#### Предложенный отрывок:
• • • • •

С Кавказа 23-летний юнкер пишет «тетеньке» Татьяне Александровне Ергольской, возле которой прошли его сиротские детские, отроческие и юношеские годы:
«…Я переношу и утомления, и лишения, о которых я упоминал (разумеется,
не физические, их и не может быть для 23-летнего здорового малого), не чувствуя их, переношу как бы с радостью, думая о том счастье, которое меня ожидает! И вот как я его себе представляю. Пройдут годы, и вот я уже не молодой, но и не старый в Ясном – дела мои в порядке, нет ни волнений, ни неприятностей; вы все еще живете в Ясном. Вы немного постарели, но все еще свежая и здоровая. Жизнь идет по-прежнему; я занимаюсь по утрам, но почти весь день мы вместе; после обеда, вечером я читаю вслух то, что вам не скучно слушать; потом начинается беседа.Я рассказываю вам о своей жизни на Кавказе, вы – ваши воспоминания о прошлом, о моем отце и матери; вы рассказываете страшные истории, которые мы, бывало, слушали с испуганными глазами и разинутыми ртами… Чудесный сон, но я позволю себе мечтать еще о другом. Я женат – моя жена кроткая, добрая, любящая, и она вас любит так же, как и я. Наши дети вас зовут «бабушкой»… Все в доме в том же порядке, который был при жизни папа, и мы продолжаем ту же жизнь, только переменив роли: вы берете роль бабушки… я – роль папа, но я не надеюсь когда-нибудь ее заслужить; моя жена – мама; наши дети – наши роли…
Ежели бы меня сделали русским императором, ежели бы мне предложили Перу, словом, ежели бы явилась волшебница с заколдованной палочкой и спросила меня, чего я желаю, положа руку на сердце, по совести, я бы сказал: только одного, чтобы осуществилась эта моя мечта».

• • • • •

#### Задание:
Как, согласно предложенному отрывку, в мечте автора письма дети называют Татьяну Александровну Ергольскую?

#### Исходные данные:

• • • • •

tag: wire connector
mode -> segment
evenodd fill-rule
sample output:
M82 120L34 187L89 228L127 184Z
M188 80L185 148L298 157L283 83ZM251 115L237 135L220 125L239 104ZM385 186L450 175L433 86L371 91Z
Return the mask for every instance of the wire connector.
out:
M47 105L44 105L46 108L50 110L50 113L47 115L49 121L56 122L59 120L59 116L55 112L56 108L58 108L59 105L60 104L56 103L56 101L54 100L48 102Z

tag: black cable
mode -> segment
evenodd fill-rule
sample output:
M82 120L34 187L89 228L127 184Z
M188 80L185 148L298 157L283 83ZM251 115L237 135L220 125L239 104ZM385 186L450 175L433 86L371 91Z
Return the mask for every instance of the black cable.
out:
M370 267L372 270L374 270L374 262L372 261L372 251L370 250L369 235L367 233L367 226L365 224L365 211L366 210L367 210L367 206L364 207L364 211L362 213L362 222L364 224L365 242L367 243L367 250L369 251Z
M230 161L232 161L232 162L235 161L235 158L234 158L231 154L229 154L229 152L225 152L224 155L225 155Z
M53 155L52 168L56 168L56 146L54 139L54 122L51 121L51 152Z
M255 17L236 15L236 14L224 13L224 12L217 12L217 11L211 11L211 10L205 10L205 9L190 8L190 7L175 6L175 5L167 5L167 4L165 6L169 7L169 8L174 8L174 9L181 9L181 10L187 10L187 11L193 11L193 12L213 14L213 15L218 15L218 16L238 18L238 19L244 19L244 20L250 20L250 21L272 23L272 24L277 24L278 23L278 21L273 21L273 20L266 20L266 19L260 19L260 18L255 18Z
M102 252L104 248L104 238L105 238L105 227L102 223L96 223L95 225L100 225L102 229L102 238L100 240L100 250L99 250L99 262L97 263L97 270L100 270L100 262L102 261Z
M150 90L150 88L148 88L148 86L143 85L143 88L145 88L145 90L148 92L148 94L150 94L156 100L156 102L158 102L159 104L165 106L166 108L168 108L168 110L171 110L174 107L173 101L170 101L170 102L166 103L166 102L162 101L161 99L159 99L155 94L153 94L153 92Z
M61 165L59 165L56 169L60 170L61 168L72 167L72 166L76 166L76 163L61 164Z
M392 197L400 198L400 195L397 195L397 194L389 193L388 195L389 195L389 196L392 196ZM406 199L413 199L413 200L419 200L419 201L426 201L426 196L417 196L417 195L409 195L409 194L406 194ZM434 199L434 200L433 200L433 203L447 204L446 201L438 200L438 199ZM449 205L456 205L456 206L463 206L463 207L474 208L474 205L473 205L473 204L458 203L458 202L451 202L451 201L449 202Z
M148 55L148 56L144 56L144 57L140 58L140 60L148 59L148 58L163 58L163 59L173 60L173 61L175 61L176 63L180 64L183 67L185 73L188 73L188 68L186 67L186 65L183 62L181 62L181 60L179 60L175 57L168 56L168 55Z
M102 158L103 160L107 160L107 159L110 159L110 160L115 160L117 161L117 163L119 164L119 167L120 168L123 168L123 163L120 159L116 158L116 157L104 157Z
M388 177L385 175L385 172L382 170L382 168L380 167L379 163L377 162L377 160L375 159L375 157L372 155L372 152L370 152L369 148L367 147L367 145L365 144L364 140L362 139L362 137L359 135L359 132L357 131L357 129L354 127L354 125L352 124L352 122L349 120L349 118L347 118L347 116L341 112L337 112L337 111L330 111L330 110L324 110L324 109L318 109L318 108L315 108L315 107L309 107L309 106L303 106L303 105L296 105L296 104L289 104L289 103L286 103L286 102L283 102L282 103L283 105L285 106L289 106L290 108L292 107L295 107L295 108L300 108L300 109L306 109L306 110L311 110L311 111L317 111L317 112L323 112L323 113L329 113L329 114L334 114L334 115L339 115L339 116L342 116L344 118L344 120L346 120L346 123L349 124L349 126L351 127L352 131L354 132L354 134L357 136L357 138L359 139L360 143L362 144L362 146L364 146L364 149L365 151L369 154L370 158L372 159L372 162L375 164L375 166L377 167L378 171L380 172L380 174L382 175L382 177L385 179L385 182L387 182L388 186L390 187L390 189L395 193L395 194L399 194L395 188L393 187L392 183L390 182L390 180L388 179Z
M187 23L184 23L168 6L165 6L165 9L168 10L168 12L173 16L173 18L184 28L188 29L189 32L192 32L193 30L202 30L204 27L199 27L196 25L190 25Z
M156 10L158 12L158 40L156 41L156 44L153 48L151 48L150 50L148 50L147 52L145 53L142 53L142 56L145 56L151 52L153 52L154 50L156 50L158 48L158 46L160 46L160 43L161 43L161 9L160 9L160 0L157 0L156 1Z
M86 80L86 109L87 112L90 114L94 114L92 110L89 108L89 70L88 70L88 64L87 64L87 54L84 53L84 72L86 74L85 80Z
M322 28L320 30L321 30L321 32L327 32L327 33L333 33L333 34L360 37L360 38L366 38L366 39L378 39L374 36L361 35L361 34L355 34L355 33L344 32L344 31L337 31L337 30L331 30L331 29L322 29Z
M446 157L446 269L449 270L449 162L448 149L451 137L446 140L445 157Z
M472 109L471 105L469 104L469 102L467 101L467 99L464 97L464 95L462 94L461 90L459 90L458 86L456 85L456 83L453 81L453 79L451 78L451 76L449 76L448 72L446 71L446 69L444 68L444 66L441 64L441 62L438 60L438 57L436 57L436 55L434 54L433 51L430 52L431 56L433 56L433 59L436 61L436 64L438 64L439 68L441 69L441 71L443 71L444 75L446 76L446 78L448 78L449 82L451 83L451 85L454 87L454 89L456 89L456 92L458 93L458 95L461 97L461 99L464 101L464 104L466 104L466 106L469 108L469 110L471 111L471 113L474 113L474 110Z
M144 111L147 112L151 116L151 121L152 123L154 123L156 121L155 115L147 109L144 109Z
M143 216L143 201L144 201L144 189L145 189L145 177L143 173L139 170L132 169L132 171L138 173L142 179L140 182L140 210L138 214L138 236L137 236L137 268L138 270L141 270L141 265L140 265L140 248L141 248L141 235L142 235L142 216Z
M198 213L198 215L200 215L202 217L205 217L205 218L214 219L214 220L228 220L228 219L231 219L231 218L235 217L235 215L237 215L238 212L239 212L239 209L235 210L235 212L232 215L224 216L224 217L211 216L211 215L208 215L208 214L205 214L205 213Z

• • • • •

#### Решение задания:
Дети зовут её «бабушкой».